Professor Timo Burster’s paper on SARS-CoV-2 Omicron has been published in the Plos One journal
Occurrence of a novel cleavage site for cathepsin G adjacent to the polybasic sequence within the proteolytically sensitive activation loop of the SARS-CoV-2 Omicron variant: The amino acid substitution N679K and P681H of the spike protein.
Zhadyra Mustafa, Hubert Kalbacher, and Timo Burster. 2022. PlosOne. 10.1371/journal.pone.0264723. IF: 3.24. SJR: 0.99, Q1
Our manuscript provides a biochemical explanation of why SARS-CoV-2 Delta and SARS-CoV-2 Omicron are more transmissible than other variants.

*Brief 1*. From the Omicron paper announcement, set down everything from "Zhadyra Mustafa, Hubert" down to "than other variants.".
*Brief 2*.
Answer these questions using the Omicron paper announcement:
(a) In which journal was the paper published?
(b) Which two amino acid substitutions of the spike protein does the paper's title name?
(c) Which two variants does the manuscript explain as being more transmissible than others?

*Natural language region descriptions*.
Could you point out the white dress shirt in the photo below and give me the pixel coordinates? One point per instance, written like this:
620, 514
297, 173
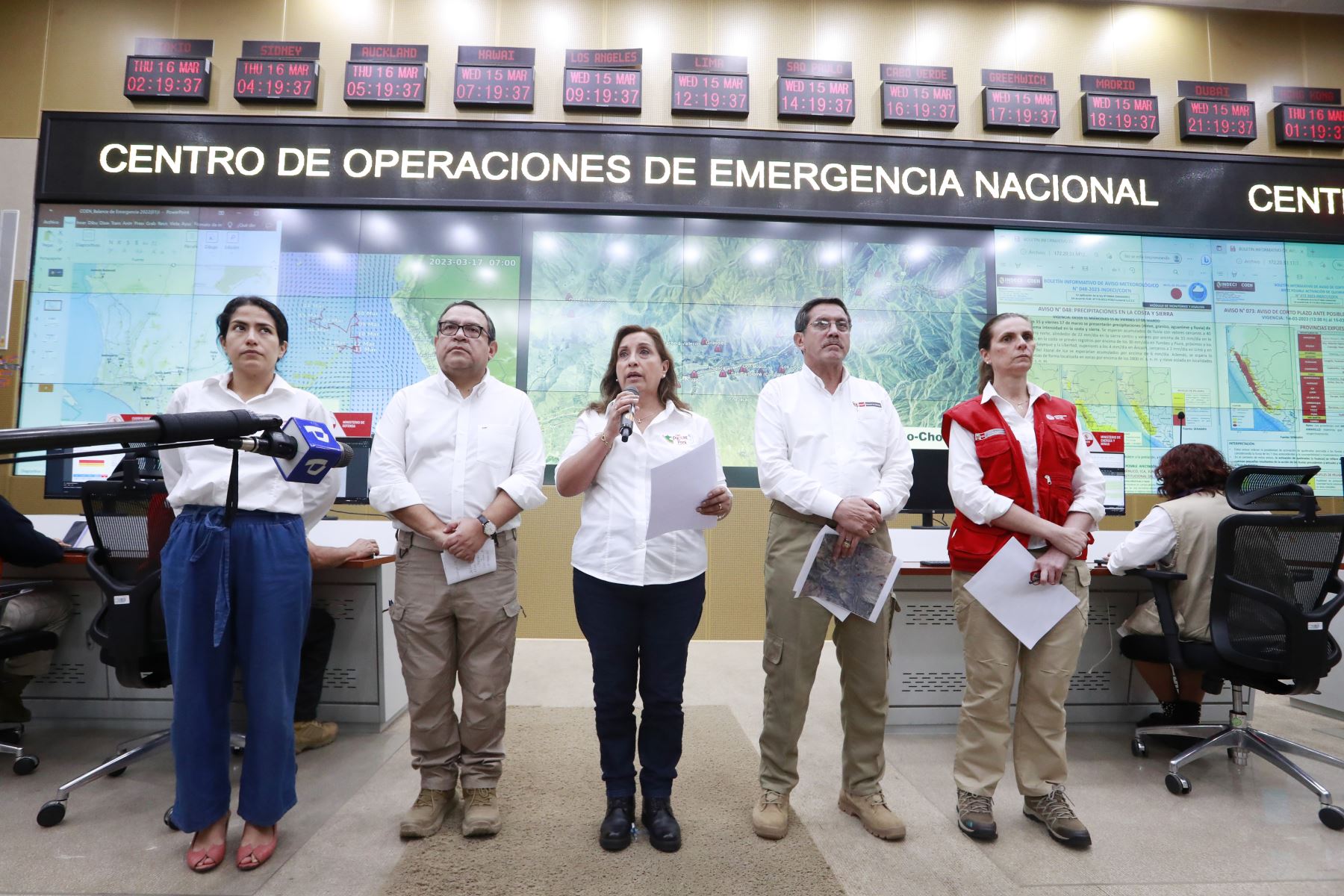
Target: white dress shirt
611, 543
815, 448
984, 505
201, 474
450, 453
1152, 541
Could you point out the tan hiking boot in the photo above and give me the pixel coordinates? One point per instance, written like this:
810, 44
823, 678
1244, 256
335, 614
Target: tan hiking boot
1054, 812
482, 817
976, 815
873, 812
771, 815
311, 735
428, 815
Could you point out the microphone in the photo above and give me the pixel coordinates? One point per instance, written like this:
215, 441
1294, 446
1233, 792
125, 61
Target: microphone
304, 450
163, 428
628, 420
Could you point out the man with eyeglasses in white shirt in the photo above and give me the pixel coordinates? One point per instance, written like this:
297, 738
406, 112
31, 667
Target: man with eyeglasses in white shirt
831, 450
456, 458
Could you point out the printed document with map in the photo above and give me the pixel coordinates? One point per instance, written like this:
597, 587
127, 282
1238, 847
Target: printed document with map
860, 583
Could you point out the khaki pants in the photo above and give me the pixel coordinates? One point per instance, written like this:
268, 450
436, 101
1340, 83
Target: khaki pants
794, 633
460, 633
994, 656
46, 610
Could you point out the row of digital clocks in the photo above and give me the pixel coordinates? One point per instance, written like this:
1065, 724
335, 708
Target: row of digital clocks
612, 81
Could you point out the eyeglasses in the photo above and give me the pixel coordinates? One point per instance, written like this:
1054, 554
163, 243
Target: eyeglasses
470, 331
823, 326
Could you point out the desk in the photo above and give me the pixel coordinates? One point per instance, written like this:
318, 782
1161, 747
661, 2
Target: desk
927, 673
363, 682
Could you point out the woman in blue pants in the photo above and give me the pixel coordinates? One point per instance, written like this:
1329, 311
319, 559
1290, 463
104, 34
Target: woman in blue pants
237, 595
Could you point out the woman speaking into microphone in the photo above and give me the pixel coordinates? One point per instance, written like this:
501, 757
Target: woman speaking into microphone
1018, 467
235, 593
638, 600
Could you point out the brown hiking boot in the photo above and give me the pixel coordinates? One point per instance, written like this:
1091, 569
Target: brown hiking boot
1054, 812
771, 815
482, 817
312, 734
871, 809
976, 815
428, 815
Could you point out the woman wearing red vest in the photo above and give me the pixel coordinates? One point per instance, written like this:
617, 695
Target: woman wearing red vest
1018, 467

*Written solution 1*.
Zhadyra Mustafa, Hubert Kalbacher, and Timo Burster. 2022. PlosOne. 10.1371/journal.pone.0264723. IF: 3.24. SJR: 0.99, Q1
Our manuscript provides a biochemical explanation of why SARS-CoV-2 Delta and SARS-CoV-2 Omicron are more transmissible than other variants.

*Written solution 2*.
(a) Plos One
(b) N679K and P681H
(c) SARS-CoV-2 Delta and SARS-CoV-2 Omicron